### To do
Your output must match the records exactly, line for line.

*** Data Section Begins ***

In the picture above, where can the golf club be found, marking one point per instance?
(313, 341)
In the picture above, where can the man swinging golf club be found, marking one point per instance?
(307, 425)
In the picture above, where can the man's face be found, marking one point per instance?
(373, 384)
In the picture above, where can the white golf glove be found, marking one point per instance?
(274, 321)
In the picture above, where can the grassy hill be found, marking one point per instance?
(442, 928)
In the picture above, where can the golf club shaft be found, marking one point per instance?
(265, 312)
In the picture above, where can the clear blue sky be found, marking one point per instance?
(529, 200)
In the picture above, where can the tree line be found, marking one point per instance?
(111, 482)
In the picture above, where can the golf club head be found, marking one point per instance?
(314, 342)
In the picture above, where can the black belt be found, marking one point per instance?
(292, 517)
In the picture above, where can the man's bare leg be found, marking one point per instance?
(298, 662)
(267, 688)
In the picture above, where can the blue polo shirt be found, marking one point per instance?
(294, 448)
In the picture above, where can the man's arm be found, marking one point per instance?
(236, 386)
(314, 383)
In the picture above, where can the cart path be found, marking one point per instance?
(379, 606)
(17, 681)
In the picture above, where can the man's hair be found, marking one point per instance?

*** Data Section Ends ***

### Answer to the problem
In the picture above, where can the golf club be found, marking one point per instance?
(313, 341)
In the picture above, where can the man swinging golf club be found, marking one point per instance?
(307, 425)
In the picture above, where can the man's face be found, marking one point per instance?
(373, 384)
In the picture above, where can the white golf glove be found, marking one point per instance?
(274, 321)
In the picture above, where can the grassy hill be found, marking one point per instance?
(442, 928)
In the picture above, where can the golf club shaft be found, marking one point per instance?
(265, 312)
In the picture above, where can the clear blue sky be found, marking one point per instance?
(529, 200)
In the picture above, where can the tree line be found, marking one point per instance?
(111, 482)
In the picture above, where can the golf club head be found, marking one point per instance?
(314, 342)
In the picture above, where can the black belt be found, marking one point per instance?
(292, 517)
In the picture above, where can the man's bare leg be found, marking one point per instance?
(298, 662)
(267, 688)
In the picture above, where can the blue polo shirt be found, marking one point per instance?
(294, 448)
In the picture above, where can the man's arm be found, marking one point per instance?
(236, 386)
(314, 383)
In the picture above, where can the cart path be found, marking one point per instance?
(379, 606)
(17, 681)
In the picture above, where can the man's hair be found, marking one point per instance?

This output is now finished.